Output the lines of the items below as a JSON list of strings, one string per line and no blank lines. Include only the lines from the one containing "locate the church bell" through the end of the items, both ends included.

### Items from a pointing dataset:
_ _ _
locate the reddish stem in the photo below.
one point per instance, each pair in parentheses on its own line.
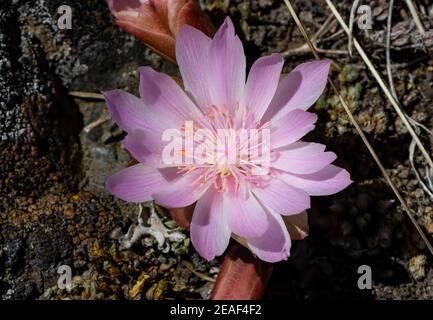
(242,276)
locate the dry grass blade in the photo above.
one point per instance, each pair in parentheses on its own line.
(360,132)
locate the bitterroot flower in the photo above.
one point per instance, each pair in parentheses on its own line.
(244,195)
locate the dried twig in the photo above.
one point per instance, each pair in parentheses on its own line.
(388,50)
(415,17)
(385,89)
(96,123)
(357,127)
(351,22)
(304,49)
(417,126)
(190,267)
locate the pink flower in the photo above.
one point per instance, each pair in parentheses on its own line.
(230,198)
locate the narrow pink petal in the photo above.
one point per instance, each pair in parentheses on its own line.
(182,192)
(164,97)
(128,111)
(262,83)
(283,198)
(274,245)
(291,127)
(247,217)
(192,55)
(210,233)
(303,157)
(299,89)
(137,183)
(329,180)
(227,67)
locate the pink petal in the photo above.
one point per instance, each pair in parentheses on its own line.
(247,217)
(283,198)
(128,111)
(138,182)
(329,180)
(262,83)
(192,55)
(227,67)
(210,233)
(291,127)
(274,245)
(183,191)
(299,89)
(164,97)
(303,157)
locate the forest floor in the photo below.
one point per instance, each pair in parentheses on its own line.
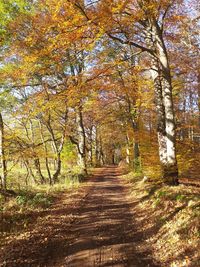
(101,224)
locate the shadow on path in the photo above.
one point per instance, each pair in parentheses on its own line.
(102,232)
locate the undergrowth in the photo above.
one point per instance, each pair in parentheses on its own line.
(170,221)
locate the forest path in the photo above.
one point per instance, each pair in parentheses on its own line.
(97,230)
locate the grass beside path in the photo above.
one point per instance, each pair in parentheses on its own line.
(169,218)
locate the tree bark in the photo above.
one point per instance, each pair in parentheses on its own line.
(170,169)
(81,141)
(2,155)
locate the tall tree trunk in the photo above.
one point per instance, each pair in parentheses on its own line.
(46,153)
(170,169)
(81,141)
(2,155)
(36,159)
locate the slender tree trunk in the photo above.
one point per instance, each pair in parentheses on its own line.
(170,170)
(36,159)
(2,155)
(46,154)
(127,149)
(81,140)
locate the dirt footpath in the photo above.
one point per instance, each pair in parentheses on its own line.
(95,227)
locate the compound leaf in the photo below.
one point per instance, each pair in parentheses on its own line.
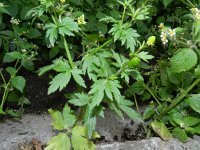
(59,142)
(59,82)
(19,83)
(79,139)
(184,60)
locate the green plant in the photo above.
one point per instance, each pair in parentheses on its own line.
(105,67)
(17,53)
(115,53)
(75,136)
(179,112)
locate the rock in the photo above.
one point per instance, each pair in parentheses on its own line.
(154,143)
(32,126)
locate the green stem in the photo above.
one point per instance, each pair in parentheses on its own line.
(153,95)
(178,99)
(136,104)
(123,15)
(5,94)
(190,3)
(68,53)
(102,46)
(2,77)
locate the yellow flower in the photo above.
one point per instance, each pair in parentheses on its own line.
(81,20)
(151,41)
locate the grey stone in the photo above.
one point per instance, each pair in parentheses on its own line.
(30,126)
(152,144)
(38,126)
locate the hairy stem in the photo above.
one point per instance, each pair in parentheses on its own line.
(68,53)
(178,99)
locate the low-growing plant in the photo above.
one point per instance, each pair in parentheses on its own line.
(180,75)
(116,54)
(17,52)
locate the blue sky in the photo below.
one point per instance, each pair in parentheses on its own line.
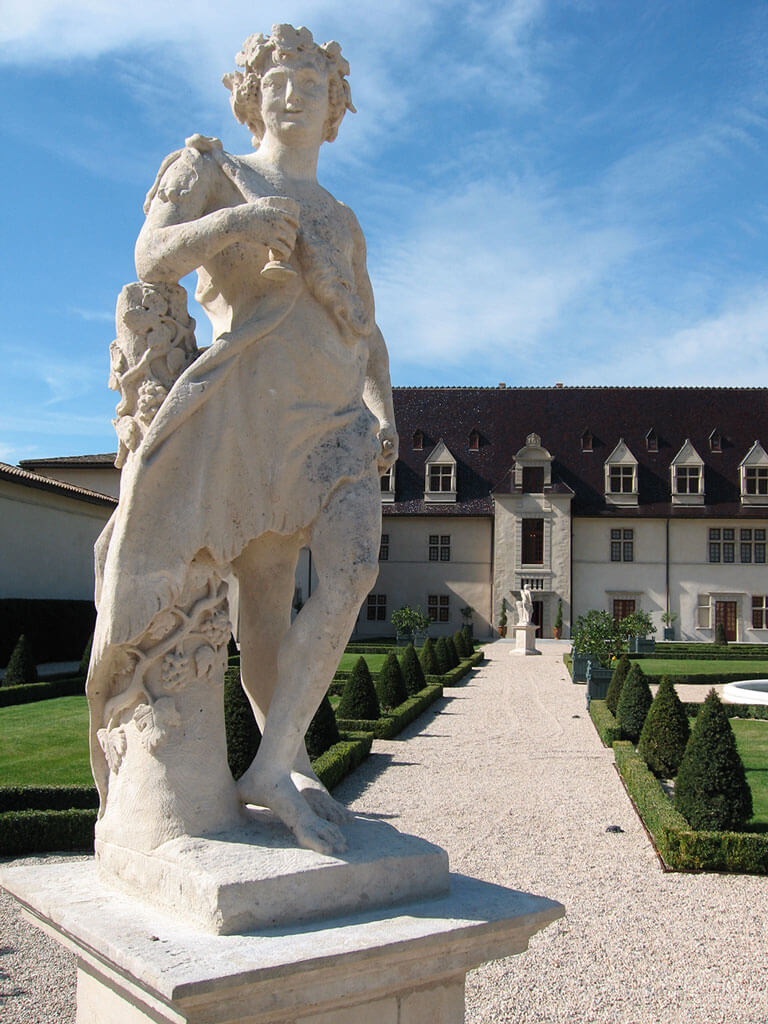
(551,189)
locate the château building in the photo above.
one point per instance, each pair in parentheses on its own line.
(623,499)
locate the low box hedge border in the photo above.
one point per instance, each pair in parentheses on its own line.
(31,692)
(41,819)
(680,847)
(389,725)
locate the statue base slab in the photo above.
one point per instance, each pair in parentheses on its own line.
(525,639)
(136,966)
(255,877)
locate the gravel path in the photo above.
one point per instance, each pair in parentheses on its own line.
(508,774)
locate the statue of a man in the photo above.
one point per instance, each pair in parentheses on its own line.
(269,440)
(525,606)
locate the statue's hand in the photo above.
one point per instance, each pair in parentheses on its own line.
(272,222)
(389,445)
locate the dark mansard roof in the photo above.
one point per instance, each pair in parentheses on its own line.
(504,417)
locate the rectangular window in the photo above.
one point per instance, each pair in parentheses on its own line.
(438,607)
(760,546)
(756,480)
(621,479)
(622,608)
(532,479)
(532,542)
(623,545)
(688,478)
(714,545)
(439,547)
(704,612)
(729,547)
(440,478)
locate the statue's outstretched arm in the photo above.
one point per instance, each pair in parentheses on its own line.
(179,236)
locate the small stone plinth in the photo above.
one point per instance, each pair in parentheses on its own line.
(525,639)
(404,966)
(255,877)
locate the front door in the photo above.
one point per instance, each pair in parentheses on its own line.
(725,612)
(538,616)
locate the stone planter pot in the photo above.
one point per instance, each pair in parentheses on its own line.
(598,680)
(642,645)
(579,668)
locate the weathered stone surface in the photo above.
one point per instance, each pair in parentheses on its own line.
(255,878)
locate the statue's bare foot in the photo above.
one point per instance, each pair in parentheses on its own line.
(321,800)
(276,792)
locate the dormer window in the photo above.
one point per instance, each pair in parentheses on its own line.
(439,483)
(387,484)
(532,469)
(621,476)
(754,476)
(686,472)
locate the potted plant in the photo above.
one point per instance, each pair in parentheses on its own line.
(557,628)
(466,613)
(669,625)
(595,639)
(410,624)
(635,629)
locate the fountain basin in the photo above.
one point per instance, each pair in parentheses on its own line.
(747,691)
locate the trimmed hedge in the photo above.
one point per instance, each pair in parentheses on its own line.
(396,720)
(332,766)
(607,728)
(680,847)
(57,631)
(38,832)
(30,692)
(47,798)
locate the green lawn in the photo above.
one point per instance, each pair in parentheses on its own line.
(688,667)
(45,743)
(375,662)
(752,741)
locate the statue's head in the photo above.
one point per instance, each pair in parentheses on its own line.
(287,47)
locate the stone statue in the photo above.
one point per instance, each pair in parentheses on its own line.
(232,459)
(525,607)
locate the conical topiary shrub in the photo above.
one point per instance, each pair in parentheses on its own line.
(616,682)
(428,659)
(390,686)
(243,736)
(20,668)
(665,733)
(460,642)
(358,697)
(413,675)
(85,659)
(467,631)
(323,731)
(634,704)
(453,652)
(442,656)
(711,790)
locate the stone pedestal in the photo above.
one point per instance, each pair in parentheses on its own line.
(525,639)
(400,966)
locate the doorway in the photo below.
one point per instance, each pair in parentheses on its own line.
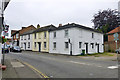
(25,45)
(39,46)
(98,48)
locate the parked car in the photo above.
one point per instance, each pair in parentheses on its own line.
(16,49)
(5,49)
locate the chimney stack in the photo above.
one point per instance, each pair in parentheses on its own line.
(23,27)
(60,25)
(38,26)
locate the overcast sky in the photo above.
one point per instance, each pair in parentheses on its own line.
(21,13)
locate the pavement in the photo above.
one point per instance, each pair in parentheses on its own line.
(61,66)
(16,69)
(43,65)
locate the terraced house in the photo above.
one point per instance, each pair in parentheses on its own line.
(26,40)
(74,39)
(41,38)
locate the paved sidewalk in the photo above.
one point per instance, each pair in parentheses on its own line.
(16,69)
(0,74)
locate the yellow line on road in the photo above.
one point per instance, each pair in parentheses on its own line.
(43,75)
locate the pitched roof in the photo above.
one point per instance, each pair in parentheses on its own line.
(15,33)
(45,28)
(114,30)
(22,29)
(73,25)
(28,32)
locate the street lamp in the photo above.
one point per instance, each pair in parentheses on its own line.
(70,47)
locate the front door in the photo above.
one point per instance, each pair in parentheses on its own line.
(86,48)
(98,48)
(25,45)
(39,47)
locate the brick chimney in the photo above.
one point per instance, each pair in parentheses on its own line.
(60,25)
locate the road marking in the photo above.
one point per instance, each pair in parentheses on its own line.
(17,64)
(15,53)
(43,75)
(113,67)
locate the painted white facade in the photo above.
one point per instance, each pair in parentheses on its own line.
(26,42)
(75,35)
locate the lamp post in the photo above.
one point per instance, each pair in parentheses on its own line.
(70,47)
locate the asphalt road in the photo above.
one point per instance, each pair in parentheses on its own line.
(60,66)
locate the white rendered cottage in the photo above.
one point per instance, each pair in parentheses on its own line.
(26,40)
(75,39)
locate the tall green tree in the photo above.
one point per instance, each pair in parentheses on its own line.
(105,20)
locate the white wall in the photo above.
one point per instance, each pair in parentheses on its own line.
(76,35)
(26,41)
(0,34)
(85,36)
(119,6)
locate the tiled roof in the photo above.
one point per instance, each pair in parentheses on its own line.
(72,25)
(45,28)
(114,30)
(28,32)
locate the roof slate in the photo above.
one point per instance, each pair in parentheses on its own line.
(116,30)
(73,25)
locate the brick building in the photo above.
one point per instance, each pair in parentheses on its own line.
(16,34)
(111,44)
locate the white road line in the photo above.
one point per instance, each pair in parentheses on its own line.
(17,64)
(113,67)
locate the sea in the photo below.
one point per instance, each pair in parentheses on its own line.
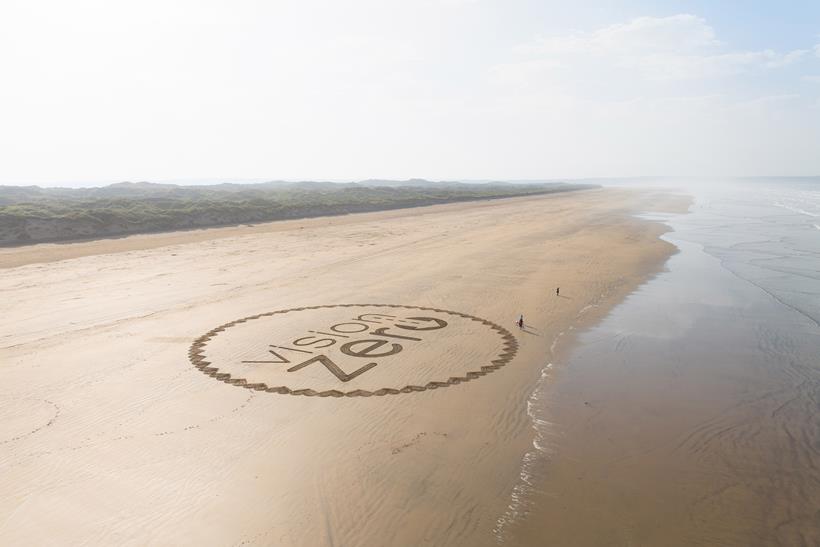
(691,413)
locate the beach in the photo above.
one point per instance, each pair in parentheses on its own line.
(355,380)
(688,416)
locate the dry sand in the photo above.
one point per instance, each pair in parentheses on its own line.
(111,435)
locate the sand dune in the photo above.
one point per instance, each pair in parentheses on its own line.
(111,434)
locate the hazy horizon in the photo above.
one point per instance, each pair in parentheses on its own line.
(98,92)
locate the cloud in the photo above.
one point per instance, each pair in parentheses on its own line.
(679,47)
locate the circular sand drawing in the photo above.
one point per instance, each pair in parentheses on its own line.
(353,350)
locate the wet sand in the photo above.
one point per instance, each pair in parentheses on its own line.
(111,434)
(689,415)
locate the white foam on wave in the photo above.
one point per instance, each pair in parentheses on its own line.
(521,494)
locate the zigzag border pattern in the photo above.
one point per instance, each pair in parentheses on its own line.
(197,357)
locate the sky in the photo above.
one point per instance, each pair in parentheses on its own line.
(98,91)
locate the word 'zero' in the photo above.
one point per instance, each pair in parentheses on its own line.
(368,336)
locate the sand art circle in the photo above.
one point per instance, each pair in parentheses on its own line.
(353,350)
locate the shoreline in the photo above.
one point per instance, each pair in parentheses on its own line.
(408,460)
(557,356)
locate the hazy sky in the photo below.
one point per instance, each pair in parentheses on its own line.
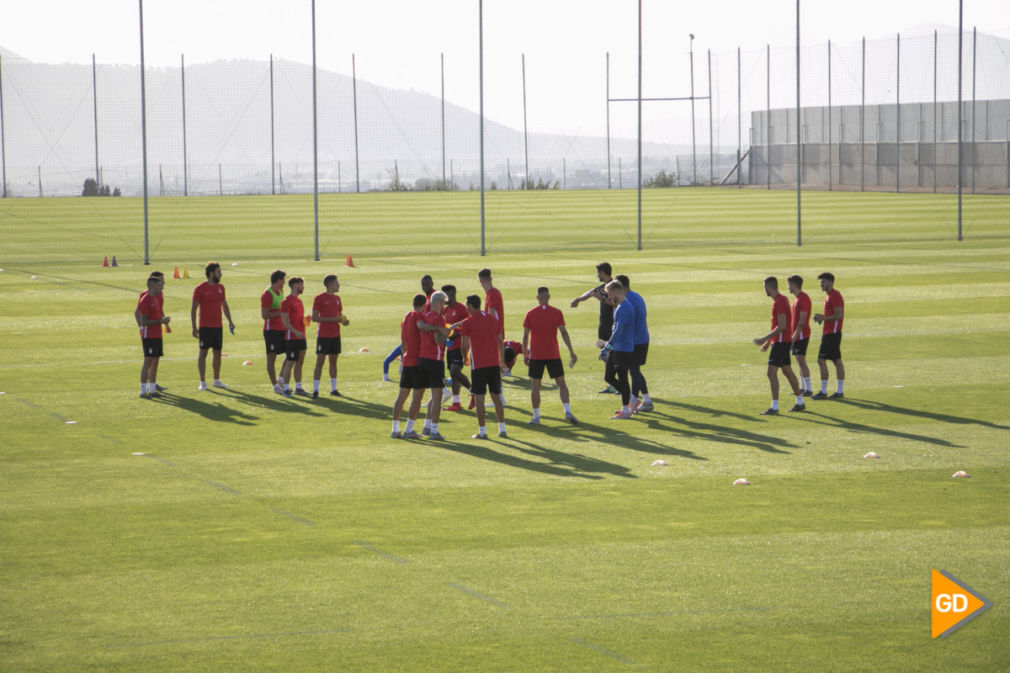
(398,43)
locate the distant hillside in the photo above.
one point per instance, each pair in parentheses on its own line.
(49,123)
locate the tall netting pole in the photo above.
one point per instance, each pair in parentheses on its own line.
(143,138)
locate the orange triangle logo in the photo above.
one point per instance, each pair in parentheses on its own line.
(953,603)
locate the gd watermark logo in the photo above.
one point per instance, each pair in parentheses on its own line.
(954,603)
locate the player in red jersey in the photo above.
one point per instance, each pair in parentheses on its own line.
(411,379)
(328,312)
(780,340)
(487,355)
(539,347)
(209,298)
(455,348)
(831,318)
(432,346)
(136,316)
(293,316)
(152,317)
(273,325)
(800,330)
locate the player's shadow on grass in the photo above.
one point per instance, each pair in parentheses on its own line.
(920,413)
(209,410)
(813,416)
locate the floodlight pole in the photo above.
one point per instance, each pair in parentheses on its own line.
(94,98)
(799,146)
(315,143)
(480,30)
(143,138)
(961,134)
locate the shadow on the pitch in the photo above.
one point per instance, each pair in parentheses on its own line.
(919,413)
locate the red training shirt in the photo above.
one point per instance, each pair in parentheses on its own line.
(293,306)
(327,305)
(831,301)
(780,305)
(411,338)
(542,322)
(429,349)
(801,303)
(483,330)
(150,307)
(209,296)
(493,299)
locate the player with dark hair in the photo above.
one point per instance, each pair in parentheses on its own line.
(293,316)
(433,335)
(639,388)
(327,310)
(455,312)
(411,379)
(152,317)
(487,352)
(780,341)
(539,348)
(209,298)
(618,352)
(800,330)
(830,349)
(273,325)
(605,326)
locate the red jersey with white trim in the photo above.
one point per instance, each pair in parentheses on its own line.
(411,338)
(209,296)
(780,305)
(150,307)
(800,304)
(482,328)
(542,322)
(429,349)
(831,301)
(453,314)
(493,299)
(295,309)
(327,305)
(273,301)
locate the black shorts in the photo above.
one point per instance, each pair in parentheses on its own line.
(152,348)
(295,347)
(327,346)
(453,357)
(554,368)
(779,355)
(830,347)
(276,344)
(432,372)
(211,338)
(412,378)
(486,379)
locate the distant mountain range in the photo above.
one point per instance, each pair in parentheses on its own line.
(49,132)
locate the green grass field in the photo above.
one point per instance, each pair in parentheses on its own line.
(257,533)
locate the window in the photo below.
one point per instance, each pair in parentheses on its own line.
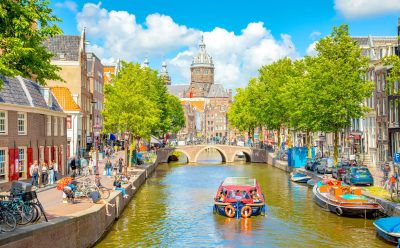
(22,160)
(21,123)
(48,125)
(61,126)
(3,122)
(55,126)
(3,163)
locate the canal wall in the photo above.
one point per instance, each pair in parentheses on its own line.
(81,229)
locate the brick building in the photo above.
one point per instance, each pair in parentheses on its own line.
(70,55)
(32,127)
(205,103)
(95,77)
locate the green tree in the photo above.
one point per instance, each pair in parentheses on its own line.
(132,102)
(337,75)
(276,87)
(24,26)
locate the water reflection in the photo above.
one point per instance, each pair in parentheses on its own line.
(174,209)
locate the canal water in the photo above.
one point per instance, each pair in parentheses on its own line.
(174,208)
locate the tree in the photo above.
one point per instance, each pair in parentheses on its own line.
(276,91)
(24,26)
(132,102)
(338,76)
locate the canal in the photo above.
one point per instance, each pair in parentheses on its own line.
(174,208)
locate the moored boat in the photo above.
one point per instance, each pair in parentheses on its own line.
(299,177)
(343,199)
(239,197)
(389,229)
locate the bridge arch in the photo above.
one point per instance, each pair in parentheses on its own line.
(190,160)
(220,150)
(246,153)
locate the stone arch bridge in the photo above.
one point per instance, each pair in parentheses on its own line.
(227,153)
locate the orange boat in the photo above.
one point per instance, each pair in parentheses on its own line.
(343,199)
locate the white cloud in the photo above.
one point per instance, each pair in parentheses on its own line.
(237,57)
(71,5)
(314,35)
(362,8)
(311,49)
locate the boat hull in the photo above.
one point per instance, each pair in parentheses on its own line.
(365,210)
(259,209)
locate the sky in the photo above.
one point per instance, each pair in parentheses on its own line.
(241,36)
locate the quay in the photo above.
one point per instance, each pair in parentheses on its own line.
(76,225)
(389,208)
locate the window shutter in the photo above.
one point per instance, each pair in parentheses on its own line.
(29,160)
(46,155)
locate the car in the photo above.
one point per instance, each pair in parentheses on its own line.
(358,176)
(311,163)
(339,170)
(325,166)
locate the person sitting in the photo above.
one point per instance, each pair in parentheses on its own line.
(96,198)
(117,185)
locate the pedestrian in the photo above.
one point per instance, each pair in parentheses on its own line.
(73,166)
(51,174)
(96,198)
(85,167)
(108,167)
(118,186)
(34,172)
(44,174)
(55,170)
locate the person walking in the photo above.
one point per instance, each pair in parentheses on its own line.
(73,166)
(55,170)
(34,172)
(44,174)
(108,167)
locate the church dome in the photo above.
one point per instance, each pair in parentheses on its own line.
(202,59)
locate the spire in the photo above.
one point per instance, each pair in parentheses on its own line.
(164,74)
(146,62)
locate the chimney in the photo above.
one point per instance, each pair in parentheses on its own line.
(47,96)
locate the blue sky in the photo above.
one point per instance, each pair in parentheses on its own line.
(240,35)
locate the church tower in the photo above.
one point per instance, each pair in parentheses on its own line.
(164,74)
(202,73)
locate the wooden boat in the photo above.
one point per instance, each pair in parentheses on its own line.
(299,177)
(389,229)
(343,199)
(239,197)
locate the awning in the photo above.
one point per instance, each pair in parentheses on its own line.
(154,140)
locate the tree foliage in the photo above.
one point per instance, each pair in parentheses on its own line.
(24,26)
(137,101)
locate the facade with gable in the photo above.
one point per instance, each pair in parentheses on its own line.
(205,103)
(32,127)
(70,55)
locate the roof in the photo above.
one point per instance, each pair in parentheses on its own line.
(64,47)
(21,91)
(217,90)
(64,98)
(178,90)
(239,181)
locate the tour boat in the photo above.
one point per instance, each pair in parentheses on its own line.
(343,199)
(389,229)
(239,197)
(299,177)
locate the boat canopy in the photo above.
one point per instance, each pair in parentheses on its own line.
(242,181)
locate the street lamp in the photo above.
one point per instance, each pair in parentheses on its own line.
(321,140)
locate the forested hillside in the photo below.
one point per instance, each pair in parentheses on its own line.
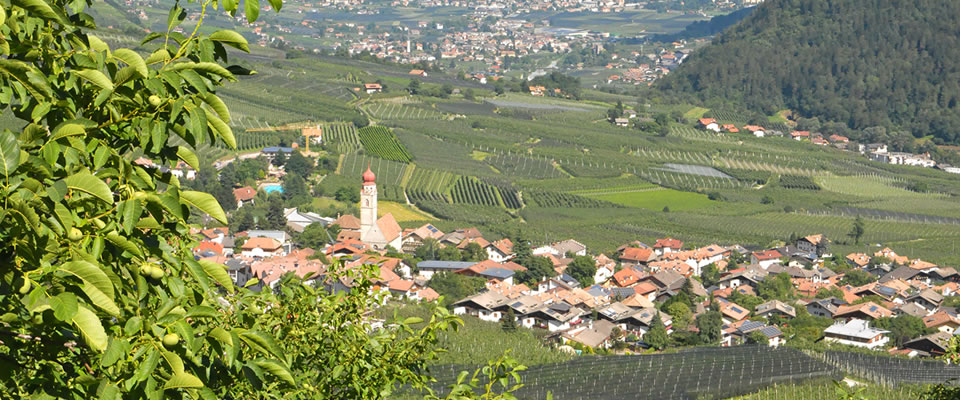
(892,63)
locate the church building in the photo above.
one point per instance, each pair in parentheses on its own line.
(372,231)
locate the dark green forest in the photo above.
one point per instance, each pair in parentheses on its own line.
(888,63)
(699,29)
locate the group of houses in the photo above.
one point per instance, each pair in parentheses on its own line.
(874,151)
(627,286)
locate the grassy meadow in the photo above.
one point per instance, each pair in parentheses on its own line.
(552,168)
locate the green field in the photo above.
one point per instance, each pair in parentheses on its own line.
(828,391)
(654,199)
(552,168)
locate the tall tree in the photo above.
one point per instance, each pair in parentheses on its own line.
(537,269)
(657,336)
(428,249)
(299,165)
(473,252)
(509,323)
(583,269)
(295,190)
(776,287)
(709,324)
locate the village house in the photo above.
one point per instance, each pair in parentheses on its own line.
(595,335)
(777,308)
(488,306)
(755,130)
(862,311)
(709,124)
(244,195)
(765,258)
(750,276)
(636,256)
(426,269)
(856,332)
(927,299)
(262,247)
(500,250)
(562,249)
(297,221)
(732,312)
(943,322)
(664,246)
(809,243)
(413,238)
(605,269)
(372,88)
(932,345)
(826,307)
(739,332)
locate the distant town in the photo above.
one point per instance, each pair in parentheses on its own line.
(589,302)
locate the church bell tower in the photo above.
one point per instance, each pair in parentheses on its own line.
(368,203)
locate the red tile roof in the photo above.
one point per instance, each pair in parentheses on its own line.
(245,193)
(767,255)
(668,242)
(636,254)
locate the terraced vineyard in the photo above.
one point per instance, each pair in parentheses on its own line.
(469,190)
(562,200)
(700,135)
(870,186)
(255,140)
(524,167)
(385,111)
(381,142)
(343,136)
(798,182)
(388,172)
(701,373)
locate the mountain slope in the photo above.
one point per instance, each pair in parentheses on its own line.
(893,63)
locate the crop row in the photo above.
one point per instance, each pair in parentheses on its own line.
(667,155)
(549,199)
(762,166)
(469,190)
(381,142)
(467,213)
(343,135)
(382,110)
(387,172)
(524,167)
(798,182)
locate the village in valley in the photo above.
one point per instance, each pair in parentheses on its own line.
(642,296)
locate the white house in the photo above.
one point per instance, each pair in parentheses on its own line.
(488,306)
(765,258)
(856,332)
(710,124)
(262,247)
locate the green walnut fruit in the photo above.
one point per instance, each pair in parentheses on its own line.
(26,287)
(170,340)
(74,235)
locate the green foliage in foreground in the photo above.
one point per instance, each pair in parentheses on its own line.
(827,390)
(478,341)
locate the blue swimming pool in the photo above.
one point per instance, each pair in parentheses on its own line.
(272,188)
_ _ _
### The output:
[
  "locate the church bell tower in the photo above.",
  "one point per instance, each pair in parentheses on its own line.",
  "(368,203)",
  "locate the red tile roof in the photo above.",
  "one point per instance, each pair in parentheses on its own line.",
  "(245,193)",
  "(767,255)",
  "(668,242)",
  "(636,254)",
  "locate the terraced vineyard in the photo above.",
  "one point per instance, each pair in parentheses on its own line.",
  "(469,190)",
  "(562,200)",
  "(700,135)",
  "(870,186)",
  "(255,140)",
  "(524,167)",
  "(385,111)",
  "(381,142)",
  "(343,136)",
  "(798,182)",
  "(388,172)",
  "(701,373)",
  "locate the mountain slope in the photo above.",
  "one point per instance, each pair in parentheses on its own line.",
  "(893,63)",
  "locate the crop row in the photo above.",
  "one point per instance, each pair in parentheses on its own line.",
  "(667,155)",
  "(549,199)",
  "(762,166)",
  "(469,190)",
  "(381,142)",
  "(467,213)",
  "(343,135)",
  "(382,110)",
  "(387,172)",
  "(524,167)",
  "(798,182)",
  "locate the village in valley in the photo above.",
  "one point per instance, each pair in parentheses on its own line.",
  "(642,296)",
  "locate the white house in the photo above.",
  "one point per instance, each pair in parentheses on its own line.",
  "(488,306)",
  "(765,258)",
  "(856,332)",
  "(710,124)",
  "(262,247)",
  "locate the green walnut fruit in the photo above.",
  "one point per instance, each pair in parentheses on its own line.",
  "(26,287)",
  "(170,340)",
  "(74,235)",
  "locate the green foliage in foreground in the photo above.",
  "one point per instance, each pair in parentheses on its own line.",
  "(827,390)",
  "(478,341)",
  "locate the blue swimming pool in the photo above.",
  "one point per instance, each pair in parentheses on its own line.",
  "(272,188)"
]